** Description of the task **
Below is some material. Set down exactly the line where "positive clicks: (383, 216)" appears and all lines after it, and stop at the last line.

** Records supplied **
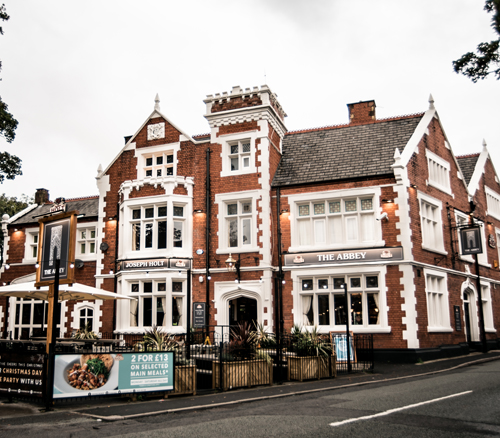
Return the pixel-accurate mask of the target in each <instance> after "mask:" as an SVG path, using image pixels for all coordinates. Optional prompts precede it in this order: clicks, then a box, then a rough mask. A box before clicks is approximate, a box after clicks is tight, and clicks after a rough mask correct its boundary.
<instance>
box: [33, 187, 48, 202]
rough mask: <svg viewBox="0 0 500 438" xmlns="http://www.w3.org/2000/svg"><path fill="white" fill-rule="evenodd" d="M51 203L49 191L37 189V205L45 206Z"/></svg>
mask: <svg viewBox="0 0 500 438" xmlns="http://www.w3.org/2000/svg"><path fill="white" fill-rule="evenodd" d="M47 202H49V191H48V190H47V189H36V193H35V204H38V205H43V204H45V203H47Z"/></svg>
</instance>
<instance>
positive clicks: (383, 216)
mask: <svg viewBox="0 0 500 438" xmlns="http://www.w3.org/2000/svg"><path fill="white" fill-rule="evenodd" d="M382 219H386V220H389V216H387V213H385V212H384V213H382V214H381V215H380V216H379V217H378V218H377V220H378V221H381V220H382Z"/></svg>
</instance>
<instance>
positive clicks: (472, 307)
mask: <svg viewBox="0 0 500 438" xmlns="http://www.w3.org/2000/svg"><path fill="white" fill-rule="evenodd" d="M463 295H464V320H465V335H466V340H467V342H468V343H470V342H474V341H478V340H479V334H478V331H477V316H476V315H477V309H476V296H475V294H474V291H473V290H471V289H470V288H467V289H465V291H464V294H463Z"/></svg>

** Answer to this problem **
positive clicks: (383, 216)
mask: <svg viewBox="0 0 500 438" xmlns="http://www.w3.org/2000/svg"><path fill="white" fill-rule="evenodd" d="M382 219H386V220H389V216H387V213H385V212H384V213H382V214H381V215H380V216H379V217H378V218H377V220H378V221H381V220H382Z"/></svg>
</instance>
<instance>
positive clicks: (472, 307)
mask: <svg viewBox="0 0 500 438" xmlns="http://www.w3.org/2000/svg"><path fill="white" fill-rule="evenodd" d="M463 295H464V320H465V335H466V340H467V342H468V343H470V342H474V341H478V340H479V334H478V331H477V316H476V315H477V309H476V296H475V294H474V291H473V290H471V289H470V288H467V289H465V291H464V294H463Z"/></svg>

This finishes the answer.